ENTRIES PROVIDED –
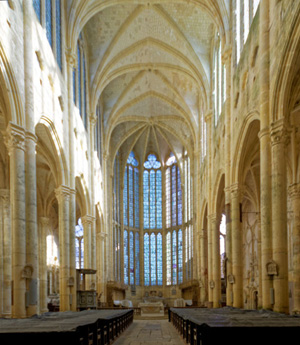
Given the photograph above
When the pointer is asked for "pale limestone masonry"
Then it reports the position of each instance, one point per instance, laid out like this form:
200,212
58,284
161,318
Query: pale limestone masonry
155,77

WHAT YOU HAVE TO DO –
Only the lines from the one holding "When the pointer" through the end of the listing should be given again, exactly and with both ends included.

RESPONSE FOR THIS EXERCISE –
When the pointer is asked for "pale limestone masonry"
Then it reports the position of each instance, one point per instance, laid out like this form:
200,212
58,284
161,318
Query: pale limestone masonry
155,77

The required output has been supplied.